*GOAL OF THE EXERCISE*.
Lines from the beginning of the data through the line containing "compact form (241,307)." are to be copied exactly, with no other line included.

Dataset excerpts

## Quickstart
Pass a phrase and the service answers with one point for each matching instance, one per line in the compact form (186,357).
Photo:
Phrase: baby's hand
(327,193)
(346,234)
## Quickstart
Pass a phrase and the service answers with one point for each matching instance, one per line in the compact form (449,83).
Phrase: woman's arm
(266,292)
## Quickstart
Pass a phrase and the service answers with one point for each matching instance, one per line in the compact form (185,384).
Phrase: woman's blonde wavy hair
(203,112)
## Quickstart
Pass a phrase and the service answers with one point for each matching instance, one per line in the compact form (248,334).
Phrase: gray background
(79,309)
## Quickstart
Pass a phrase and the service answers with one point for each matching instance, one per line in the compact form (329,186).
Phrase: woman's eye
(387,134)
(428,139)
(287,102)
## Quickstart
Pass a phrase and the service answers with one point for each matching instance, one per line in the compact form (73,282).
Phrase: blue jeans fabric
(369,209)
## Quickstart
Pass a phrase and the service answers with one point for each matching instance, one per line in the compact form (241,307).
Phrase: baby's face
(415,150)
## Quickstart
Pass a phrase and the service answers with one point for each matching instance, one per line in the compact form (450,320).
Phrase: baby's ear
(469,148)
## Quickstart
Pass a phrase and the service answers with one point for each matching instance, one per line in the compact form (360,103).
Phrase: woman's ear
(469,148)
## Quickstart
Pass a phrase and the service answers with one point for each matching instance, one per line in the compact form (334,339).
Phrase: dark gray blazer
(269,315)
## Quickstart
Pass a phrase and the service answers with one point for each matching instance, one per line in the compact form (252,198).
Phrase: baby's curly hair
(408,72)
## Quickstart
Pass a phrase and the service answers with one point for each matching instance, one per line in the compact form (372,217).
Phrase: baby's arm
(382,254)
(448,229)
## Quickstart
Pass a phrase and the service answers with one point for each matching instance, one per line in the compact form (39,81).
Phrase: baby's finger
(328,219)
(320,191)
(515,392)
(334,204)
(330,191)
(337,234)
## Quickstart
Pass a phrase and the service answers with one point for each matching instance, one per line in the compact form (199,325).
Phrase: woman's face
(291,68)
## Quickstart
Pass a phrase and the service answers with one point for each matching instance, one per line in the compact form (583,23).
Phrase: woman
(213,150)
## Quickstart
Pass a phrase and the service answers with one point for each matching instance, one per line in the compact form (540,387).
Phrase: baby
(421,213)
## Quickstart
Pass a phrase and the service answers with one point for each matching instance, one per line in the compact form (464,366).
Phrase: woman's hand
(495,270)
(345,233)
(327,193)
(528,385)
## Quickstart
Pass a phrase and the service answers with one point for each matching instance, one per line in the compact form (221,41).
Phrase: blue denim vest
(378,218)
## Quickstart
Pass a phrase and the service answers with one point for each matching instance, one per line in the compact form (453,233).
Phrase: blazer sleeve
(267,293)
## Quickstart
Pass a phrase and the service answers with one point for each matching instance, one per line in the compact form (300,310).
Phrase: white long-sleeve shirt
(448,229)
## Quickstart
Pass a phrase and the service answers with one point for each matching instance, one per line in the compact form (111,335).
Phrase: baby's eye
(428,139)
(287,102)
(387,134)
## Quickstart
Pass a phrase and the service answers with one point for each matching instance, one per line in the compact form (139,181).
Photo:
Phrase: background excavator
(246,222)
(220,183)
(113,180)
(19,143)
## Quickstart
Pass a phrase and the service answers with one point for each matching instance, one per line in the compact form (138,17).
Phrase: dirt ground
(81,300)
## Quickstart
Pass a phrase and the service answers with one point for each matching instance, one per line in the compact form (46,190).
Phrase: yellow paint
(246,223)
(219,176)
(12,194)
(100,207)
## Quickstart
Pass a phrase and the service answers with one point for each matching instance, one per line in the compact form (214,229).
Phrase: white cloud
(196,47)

*WRITTEN ANSWER*.
## Quickstart
Pass a phrase and the service answers with one point for each matching instance, one per line in the compact form (186,357).
Photo:
Phrase: baby's hand
(327,193)
(346,234)
## Quickstart
Pass a phrase and the service answers with one point for each matching instance, one per line in the compact form (449,83).
Phrase: woman's arm
(266,292)
## Quickstart
Pass a phrase and the service answers with one point for each matching instance, one per line in the compact form (185,384).
Phrase: woman's blonde wavy hair
(203,112)
## Quickstart
Pass a phrase and the service answers with one point for each matching instance, one per line in the compact form (248,334).
Phrase: gray background
(79,309)
## Quickstart
Pass a phrase and the service answers with one point for each matching instance, one per line in the compact form (329,186).
Phrase: woman's eye
(387,134)
(428,139)
(287,102)
## Quickstart
Pass a phrase and the service answers with one point for each matching instance, one per line in the compact form (73,282).
Phrase: blue jeans fabric
(369,209)
## Quickstart
Pass a phrase and the service answers with one point for each matching instance, one per line in the compact form (241,307).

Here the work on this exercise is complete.